### DOCUMENT EXCERPT
######
Hi,
I have two aging laptops, running Windows XP SP3, an ACER Travelmate and a Sony Vaio, both of which have internal 802.11 B/G wireless NICs.
I have a D-Link DIR-655 802.11 N router, which is configured to run two wireless networks, a primary network and a secondary / guest network, both setup in N only mode.
To connect the laptops I purchased two D-Link DWA-645 RangeBooster N650 external PCMCIA 802.11 N wireless NICs.
I purchased the card for the ACER initially, disabled the old internal NIC, installed the new external NIC as per instructions, allowed the installed D-Link software (as opposed to Windows) to manage the connection, connected to the primary network, and have never had any problems with it since. It connects first time every time and provides a reliable connection.
I purchased the card for the Sony shortly after, followed the same process but have always had the following issue…
Issue 1: About 1 time in 4 the laptop boots up and establishes a connection exactly as expected, however, the other 3 out of 4 times it fails to connect. In either situation there are two connection status indicators in the system tray, the D-Link one and the normal windows one. For a good connection both show connected (using connection 2, which is correct for the external NIC, 1 being the disabled internal NIC) at 300 Mbit as you would expect for a 802.11 N connection, however, when the connection fails the windows indicator always says that connection 2 is “acquiring network address” at 54 Mbit, which is B/G speed? Not that this matters as the connection never succeeds and the only way to proceed is to shut down and try booting up again.
######
### WORK REQUEST 1
Rewrite the paragraph of the post on laptop wireless connections that begins "I purchased the card for the ACER initially" in a shorter form, keeping its main facts.
### WORK REQUEST 2
From the post on laptop wireless connections, set down word for word the passage starting at "To connect the" and ending at "a reliable connection.".
Rely solely on the post on laptop wireless connections.

### RECORDS SHOWN
######
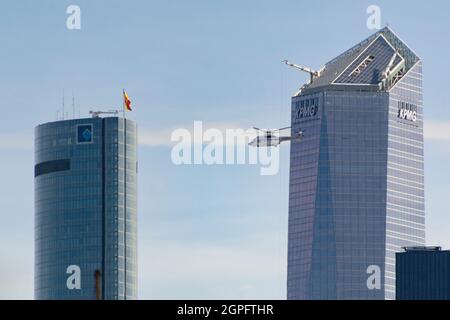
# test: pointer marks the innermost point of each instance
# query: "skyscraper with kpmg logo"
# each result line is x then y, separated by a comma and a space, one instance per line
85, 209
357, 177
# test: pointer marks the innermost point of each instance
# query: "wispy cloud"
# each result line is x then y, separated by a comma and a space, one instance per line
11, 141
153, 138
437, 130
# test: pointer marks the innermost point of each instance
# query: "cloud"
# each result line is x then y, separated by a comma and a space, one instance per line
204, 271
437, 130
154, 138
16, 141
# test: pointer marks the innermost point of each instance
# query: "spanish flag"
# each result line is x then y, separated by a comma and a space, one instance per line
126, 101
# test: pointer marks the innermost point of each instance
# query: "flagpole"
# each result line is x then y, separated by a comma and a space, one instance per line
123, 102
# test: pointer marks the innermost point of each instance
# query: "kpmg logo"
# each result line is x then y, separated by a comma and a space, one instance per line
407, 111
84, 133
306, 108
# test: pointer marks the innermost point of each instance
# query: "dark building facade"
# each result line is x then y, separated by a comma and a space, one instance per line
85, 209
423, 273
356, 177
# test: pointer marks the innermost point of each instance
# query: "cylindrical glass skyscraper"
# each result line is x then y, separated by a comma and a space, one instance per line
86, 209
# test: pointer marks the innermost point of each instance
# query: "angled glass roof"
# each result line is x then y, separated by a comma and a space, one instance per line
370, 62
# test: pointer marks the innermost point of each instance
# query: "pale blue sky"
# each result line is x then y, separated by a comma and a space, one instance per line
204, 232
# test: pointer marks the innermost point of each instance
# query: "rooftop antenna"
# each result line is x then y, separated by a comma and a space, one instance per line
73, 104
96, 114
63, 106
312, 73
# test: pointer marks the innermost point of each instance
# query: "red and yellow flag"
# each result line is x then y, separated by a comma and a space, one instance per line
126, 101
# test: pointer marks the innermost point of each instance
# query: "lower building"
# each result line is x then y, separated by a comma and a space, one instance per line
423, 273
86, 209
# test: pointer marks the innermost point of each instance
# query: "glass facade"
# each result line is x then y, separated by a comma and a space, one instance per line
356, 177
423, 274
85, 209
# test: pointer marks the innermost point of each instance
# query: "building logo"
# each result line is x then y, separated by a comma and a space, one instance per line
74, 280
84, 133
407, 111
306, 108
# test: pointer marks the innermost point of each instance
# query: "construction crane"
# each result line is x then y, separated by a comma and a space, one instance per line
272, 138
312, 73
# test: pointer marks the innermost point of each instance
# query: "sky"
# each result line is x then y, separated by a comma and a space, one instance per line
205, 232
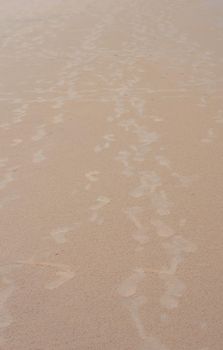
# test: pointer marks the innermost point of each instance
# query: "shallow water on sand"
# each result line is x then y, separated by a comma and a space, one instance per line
######
### WRITTEN RESPONSE 1
The ACER's card was bought first. The old internal NIC was disabled, and the new external NIC was installed according to the instructions. The D-Link software, rather than Windows, was left to manage the connection to the primary network. Since then it has worked without problems, connecting on the first attempt every time and providing a reliable connection.

### WRITTEN RESPONSE 2
To connect the laptops I purchased two D-Link DWA-645 RangeBooster N650 external PCMCIA 802.11 N wireless NICs.
I purchased the card for the ACER initially, disabled the old internal NIC, installed the new external NIC as per instructions, allowed the installed D-Link software (as opposed to Windows) to manage the connection, connected to the primary network, and have never had any problems with it since. It connects first time every time and provides a reliable connection.